Spatial annotation records
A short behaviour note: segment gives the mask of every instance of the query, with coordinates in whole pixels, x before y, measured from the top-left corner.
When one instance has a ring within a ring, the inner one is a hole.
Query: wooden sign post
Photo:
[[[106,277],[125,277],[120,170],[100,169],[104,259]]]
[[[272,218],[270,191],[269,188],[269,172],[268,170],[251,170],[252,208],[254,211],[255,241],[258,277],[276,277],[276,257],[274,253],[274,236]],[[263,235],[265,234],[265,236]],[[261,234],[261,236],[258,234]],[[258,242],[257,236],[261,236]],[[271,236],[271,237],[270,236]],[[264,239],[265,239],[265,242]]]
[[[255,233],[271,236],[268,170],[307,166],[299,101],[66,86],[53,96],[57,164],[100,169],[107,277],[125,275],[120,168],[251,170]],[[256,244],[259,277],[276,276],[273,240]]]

** Exercise requirements **
Each line of the material above needs to be quoted exactly, please.

** Final result **
A short behaviour note: segment gives the mask of every instance of the query, with coordinates in whole pixels, x before y, measured from the top-left corner.
When one instance has a ring within a ring, the inner one is a hole.
Query: wooden sign post
Photo:
[[[106,277],[125,277],[120,170],[100,169],[104,259]]]
[[[272,218],[270,191],[269,188],[269,172],[268,170],[251,170],[252,208],[254,211],[255,241],[258,277],[276,277],[276,257],[274,253],[274,236]],[[263,235],[265,234],[265,236]],[[261,234],[261,236],[258,234]],[[258,242],[257,236],[261,236]],[[271,236],[271,237],[270,236]],[[264,239],[265,239],[265,242]]]
[[[255,233],[271,236],[268,170],[307,166],[299,101],[66,86],[53,96],[57,164],[100,169],[107,277],[125,275],[120,168],[251,170]],[[256,244],[259,277],[276,276],[273,240]]]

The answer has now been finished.